[Region annotation listing]
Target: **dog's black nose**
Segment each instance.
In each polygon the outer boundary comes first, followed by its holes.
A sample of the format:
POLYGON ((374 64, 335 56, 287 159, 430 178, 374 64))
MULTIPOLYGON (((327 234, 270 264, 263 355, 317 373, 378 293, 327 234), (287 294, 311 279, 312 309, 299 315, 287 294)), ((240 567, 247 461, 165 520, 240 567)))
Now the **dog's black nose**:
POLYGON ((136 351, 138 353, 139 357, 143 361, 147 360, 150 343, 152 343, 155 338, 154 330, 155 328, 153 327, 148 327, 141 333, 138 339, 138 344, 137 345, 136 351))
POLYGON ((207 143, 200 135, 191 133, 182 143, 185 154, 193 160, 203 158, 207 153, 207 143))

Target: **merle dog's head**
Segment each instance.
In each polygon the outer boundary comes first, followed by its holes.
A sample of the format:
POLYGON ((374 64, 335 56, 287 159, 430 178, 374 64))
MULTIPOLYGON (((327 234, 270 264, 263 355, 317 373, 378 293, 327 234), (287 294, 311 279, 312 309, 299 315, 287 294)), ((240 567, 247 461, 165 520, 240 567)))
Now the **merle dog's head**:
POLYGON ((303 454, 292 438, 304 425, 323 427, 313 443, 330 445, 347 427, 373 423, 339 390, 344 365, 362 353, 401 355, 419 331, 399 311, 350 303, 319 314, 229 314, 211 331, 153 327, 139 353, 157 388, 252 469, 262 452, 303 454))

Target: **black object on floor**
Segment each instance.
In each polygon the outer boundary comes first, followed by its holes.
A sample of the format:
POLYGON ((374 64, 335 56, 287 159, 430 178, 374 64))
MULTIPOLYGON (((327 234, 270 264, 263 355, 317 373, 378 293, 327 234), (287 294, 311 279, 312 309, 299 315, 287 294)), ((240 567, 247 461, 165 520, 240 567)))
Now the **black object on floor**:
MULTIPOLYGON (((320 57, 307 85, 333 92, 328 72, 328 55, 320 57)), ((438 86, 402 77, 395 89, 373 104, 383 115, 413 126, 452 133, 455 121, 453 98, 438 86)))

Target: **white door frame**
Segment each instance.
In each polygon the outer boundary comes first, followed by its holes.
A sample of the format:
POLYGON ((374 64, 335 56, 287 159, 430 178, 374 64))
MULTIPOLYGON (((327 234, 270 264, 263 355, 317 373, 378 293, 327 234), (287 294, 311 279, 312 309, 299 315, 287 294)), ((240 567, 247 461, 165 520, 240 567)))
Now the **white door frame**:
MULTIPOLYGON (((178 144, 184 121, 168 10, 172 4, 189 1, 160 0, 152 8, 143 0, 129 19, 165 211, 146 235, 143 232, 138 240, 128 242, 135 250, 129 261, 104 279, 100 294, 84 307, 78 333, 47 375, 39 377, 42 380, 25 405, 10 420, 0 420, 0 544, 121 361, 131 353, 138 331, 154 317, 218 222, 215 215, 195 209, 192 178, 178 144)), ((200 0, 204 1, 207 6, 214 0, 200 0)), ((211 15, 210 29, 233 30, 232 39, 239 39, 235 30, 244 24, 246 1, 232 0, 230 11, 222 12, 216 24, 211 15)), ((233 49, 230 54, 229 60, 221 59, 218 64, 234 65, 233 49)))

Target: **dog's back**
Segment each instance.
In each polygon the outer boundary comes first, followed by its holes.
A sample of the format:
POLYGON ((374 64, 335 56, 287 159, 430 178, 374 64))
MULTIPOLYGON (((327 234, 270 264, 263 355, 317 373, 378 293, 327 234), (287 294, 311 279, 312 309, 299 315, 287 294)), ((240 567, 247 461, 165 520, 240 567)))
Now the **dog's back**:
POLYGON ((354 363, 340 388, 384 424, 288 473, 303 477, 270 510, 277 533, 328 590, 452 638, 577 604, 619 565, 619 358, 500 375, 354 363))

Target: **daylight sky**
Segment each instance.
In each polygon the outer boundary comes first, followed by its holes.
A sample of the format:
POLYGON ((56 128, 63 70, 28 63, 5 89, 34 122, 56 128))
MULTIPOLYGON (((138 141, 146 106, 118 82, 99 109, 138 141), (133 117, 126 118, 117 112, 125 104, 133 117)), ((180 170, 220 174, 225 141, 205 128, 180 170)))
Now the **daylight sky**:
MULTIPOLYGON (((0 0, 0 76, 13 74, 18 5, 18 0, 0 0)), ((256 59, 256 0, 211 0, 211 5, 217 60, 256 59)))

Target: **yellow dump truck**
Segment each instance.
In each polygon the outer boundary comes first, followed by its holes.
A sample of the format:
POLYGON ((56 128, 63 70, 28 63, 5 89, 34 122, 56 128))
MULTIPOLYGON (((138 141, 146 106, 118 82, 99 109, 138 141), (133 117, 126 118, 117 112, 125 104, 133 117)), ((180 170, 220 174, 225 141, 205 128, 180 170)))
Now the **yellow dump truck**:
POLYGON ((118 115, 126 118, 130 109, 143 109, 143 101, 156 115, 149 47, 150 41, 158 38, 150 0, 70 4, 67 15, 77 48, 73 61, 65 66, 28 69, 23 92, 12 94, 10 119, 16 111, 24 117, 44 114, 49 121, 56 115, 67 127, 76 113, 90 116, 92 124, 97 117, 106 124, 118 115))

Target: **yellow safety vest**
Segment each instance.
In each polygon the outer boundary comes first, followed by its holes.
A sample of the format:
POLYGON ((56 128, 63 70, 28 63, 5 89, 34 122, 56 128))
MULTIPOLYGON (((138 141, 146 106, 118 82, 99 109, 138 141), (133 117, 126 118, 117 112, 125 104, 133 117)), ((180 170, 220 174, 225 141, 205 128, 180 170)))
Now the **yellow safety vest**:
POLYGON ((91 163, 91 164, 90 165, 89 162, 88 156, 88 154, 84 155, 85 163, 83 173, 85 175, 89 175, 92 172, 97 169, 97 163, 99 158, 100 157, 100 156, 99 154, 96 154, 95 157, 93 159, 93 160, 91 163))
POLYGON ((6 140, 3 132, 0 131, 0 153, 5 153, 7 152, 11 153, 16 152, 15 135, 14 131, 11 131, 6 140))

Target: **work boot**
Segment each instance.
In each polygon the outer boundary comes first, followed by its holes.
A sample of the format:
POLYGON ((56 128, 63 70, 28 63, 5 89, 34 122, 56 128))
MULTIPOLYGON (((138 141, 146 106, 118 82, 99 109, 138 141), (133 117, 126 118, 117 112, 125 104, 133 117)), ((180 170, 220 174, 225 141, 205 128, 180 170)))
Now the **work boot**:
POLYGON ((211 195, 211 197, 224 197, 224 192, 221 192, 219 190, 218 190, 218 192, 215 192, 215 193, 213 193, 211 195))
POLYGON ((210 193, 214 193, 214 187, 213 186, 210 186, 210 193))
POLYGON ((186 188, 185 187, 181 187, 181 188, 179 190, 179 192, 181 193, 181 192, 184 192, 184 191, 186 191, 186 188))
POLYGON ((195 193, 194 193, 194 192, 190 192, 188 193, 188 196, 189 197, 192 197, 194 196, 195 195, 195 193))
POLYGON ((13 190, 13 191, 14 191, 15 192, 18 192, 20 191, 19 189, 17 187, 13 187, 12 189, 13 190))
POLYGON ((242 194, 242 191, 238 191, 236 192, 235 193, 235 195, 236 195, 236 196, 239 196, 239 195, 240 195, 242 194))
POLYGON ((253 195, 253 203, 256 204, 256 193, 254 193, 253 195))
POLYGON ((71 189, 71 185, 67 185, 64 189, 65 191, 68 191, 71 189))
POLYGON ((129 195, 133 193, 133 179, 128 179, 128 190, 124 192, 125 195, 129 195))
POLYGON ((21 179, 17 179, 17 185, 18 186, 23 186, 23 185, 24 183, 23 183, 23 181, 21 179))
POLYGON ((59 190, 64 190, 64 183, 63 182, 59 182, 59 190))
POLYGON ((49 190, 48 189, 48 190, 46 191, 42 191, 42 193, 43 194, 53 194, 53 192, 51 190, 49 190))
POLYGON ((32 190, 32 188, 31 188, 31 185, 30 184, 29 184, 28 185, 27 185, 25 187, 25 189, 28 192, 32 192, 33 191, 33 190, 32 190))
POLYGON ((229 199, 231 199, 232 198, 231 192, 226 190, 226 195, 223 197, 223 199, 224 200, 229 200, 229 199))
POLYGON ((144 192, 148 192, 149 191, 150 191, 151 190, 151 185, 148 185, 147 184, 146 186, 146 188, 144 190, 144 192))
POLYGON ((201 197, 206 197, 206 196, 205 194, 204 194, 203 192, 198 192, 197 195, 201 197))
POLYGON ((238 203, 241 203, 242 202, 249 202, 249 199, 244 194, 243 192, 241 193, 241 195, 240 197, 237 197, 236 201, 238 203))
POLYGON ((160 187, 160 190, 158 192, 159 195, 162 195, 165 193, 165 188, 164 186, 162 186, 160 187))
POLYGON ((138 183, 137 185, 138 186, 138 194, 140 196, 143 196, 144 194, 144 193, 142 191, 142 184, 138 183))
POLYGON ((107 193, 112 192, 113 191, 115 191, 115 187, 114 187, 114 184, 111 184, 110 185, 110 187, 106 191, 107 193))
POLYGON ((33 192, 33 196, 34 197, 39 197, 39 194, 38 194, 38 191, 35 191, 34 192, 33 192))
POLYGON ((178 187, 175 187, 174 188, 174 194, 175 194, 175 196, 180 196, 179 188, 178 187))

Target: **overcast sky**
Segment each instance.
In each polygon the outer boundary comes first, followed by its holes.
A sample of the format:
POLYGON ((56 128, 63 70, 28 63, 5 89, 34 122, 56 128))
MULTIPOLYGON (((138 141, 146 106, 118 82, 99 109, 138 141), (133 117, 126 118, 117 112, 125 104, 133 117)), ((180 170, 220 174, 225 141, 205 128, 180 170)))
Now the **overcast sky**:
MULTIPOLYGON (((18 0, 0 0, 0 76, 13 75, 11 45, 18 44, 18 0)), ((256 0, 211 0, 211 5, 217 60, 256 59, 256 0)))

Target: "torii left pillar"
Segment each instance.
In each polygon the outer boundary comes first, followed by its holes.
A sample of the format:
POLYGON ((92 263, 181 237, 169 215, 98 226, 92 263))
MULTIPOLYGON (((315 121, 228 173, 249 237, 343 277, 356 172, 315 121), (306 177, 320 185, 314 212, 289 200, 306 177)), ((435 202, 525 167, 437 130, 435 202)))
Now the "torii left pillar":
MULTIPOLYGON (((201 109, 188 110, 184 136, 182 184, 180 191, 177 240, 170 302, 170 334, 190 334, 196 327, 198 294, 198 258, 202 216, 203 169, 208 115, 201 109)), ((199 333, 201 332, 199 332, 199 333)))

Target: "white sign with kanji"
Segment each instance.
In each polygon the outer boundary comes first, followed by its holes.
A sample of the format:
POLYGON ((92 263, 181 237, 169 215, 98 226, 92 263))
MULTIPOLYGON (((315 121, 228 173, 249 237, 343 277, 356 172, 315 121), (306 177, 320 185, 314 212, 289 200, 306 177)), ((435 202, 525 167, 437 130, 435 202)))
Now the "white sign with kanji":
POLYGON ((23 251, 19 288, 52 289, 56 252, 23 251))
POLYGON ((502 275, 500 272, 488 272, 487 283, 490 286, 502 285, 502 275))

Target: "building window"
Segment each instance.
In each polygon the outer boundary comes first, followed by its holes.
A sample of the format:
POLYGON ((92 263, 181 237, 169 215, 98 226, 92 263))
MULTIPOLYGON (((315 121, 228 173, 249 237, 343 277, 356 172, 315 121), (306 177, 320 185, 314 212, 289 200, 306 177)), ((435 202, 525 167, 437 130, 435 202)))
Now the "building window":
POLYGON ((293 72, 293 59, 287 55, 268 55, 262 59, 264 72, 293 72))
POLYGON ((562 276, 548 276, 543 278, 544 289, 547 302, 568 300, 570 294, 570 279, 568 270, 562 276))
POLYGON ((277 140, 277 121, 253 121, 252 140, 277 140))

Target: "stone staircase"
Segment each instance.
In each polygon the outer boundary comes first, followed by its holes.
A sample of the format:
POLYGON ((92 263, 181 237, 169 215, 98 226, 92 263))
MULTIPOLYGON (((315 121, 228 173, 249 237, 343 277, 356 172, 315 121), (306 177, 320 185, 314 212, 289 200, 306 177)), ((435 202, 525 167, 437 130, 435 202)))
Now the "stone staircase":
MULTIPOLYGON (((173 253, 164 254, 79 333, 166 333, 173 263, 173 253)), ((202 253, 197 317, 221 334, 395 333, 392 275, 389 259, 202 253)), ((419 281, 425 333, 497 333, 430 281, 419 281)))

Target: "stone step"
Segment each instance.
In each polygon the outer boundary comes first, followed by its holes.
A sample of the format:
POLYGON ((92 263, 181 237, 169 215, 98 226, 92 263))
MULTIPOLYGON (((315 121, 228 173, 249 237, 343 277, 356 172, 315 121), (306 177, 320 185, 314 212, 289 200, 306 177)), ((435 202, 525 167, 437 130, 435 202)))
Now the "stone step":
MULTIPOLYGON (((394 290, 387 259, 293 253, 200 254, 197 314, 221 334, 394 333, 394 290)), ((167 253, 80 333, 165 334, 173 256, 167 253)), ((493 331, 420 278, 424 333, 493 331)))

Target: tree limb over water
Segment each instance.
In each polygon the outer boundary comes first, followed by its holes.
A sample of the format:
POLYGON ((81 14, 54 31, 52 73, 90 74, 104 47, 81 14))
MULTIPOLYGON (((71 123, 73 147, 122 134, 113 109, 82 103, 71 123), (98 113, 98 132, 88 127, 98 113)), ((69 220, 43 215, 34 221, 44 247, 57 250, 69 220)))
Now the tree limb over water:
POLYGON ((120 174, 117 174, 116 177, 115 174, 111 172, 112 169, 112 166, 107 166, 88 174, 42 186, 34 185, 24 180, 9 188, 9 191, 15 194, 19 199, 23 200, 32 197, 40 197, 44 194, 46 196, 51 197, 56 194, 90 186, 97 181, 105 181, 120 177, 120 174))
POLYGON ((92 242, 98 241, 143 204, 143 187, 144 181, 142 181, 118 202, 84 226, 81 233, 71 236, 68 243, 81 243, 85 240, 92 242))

Written problem:
Copy the lines of the listing starting at the line containing "Target: tree limb over water" and ending at the end of the listing, both included.

The solution:
Target: tree limb over water
Segment each instance.
In each polygon the outer boundary comes first, followed by its holes.
A sample of the format:
POLYGON ((81 14, 54 31, 52 73, 90 74, 104 47, 81 14))
MULTIPOLYGON (((71 123, 73 147, 122 134, 113 109, 82 103, 71 123), (98 113, 98 132, 88 127, 98 113)), ((69 220, 43 215, 34 221, 44 247, 57 250, 69 220)))
Now the tree limb over water:
POLYGON ((120 174, 117 174, 116 177, 115 174, 111 172, 112 169, 112 166, 107 166, 88 174, 42 186, 34 185, 24 180, 9 188, 9 191, 15 194, 19 199, 23 200, 32 197, 40 197, 44 194, 46 196, 51 197, 56 194, 90 186, 97 181, 105 181, 120 177, 120 174))
POLYGON ((92 242, 98 241, 143 204, 143 187, 144 181, 142 181, 118 202, 84 226, 81 233, 71 236, 68 243, 81 243, 85 240, 92 242))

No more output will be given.